Exercise inputs:
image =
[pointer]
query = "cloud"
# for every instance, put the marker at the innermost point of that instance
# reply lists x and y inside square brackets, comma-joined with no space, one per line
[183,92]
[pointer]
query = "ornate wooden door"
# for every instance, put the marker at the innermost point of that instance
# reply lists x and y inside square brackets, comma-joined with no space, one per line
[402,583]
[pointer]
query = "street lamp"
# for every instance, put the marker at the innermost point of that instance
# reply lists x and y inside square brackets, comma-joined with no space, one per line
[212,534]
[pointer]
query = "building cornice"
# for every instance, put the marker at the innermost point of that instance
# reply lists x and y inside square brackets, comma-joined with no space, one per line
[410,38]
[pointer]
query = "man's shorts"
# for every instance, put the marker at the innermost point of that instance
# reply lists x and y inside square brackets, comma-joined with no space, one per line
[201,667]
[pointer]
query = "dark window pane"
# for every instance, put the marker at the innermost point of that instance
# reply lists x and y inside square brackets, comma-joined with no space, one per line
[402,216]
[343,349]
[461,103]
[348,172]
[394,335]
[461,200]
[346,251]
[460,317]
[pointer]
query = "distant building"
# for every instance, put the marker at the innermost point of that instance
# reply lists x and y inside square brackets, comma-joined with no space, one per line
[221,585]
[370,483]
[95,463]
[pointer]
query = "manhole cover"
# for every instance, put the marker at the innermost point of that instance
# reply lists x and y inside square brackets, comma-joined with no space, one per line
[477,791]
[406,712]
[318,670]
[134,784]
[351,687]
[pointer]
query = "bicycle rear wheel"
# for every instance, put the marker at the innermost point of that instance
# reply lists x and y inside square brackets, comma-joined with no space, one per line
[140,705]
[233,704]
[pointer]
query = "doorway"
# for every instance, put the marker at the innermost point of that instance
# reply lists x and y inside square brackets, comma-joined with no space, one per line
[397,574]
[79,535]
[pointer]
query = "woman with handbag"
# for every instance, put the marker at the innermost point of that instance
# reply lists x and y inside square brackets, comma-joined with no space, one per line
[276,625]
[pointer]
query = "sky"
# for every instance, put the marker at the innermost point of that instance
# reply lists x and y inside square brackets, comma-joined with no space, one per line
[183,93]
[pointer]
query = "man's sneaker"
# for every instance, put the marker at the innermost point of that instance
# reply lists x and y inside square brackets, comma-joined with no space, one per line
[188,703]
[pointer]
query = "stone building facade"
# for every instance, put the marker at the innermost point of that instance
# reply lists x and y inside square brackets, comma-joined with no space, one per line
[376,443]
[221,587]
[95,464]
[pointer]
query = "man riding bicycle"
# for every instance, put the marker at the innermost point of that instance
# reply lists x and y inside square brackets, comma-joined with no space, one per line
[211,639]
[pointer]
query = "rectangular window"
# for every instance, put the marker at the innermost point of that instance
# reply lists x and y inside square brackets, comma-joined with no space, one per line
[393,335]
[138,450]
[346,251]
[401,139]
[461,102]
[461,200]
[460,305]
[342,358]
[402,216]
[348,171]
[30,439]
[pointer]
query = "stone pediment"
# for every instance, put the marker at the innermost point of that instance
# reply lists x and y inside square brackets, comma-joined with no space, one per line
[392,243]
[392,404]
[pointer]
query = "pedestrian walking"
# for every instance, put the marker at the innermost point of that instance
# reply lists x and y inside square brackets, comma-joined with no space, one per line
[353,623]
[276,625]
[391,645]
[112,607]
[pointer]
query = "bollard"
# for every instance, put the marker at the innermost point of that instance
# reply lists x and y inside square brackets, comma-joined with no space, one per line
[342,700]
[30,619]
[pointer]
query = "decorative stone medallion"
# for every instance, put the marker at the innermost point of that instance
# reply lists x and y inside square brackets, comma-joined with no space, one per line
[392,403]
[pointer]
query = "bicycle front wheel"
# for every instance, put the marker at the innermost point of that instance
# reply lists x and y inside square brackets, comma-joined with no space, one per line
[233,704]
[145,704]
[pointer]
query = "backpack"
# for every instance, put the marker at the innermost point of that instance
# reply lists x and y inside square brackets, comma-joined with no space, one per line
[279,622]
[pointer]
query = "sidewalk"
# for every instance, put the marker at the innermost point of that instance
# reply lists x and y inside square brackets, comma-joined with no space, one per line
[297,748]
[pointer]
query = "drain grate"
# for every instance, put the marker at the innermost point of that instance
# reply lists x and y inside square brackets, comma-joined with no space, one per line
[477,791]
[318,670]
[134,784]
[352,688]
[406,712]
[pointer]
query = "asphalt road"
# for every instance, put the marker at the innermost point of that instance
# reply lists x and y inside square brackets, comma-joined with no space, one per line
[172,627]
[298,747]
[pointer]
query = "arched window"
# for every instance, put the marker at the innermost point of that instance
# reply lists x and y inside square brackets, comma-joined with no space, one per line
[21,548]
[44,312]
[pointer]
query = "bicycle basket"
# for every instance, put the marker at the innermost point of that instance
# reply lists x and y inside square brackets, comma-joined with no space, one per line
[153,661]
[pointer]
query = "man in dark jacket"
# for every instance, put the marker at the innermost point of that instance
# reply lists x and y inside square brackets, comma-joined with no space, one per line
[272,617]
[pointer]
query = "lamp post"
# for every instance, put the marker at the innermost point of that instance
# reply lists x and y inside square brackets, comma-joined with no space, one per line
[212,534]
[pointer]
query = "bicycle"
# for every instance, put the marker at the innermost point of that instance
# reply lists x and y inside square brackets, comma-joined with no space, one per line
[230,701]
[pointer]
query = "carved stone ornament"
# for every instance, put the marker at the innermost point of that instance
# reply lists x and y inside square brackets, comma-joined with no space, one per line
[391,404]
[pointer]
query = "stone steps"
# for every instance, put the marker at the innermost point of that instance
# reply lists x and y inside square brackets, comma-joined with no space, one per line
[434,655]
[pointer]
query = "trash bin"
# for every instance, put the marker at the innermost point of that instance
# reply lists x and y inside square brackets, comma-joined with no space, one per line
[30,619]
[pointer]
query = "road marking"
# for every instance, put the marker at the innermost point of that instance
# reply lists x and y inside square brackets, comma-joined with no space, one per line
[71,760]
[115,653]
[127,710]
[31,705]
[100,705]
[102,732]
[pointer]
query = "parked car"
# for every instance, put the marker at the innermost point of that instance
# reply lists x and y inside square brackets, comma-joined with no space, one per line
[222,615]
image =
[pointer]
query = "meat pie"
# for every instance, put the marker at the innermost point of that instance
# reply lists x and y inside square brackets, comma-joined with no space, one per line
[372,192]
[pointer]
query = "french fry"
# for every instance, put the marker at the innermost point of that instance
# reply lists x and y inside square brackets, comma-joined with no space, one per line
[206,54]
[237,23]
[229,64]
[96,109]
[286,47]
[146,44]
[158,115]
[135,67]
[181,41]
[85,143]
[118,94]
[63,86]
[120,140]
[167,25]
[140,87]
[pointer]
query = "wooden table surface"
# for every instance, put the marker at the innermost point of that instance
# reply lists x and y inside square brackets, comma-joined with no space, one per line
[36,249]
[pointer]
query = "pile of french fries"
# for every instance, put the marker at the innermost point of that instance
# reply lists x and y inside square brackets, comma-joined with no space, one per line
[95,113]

Work instruction:
The string "bicycle" may occur in the listing; show every line where it does.

Written response:
query = "bicycle rear wheel"
query = "man riding bicycle"
query = "bicycle front wheel"
query = "bicycle basket"
query = "bicycle"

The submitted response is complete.